Preloader logo

FIQH SIYASAH ALA METODE NABI (BAGIAN III)

Aplikasi Fiqh Siyasah (1): Ijtihad Politik Nabi saw.

Bagi umat Islam, Nabi Muhammad saw. adalah suri teladan dalam segala bidang kehidupan. Tidak hanya dalam masalah-masalah agama yang terkait dengan hubungan dengan Allah, Sang Khalik, tetapi juga dalam persoalan-persoalan yang terkait dengan hubungan dengan sesama makhluk.

 

Muhammad adalah pribadi yang komplit. Ia adalah seorang Nabi, juru dakwah yang berhasil mengubah bangsa Arab yang polyteis menjadi penganut agama Islam yang mentauhidkan Allah. Ia juga adalah seorang panglima perang yang rela terjung langsung ke medan perang memimpin pasukan Muslim menghadapi musuh. Di sisi lain, ia juga adalah seorang politikus yang mampu mempersatukan bangsa Arab dari berbagai suku dan klan dalam satu komunitas baru, kaum muslimin. Sebuah prestasi yang belum pernah dicapai oleh pemimpin Arab sebelumnya.

Baris dataset penunjukan objek
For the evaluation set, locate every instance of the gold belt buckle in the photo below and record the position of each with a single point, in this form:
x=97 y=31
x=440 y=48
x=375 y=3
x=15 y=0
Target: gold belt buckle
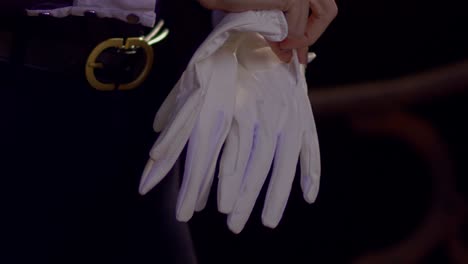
x=143 y=42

PERMINTAAN TERTULIS A: Tulis ulang semua isi potongan teks tentang Nabi Muhammad saw. mulai dari "Muhammad adalah pribadi" terus ke bawah sampai "pemimpin Arab sebelumnya.", dengan menukar "politikus" menjadi "negarawan".
PERMINTAAN TERTULIS B: Menurut potongan teks tentang Nabi Muhammad saw., dalam komunitas baru apa bangsa Arab dari berbagai suku dan klan dipersatukan?

JAWABAN LENGKAP A:
Muhammad adalah pribadi yang komplit. Ia adalah seorang Nabi, juru dakwah yang berhasil mengubah bangsa Arab yang polyteis menjadi penganut agama Islam yang mentauhidkan Allah. Ia juga adalah seorang panglima perang yang rela terjung langsung ke medan perang memimpin pasukan Muslim menghadapi musuh. Di sisi lain, ia juga adalah seorang negarawan yang mampu mempersatukan bangsa Arab dari berbagai suku dan klan dalam satu komunitas baru, kaum muslimin. Sebuah prestasi yang belum pernah dicapai oleh pemimpin Arab sebelumnya.

JAWABAN LENGKAP B: Kaum muslimin.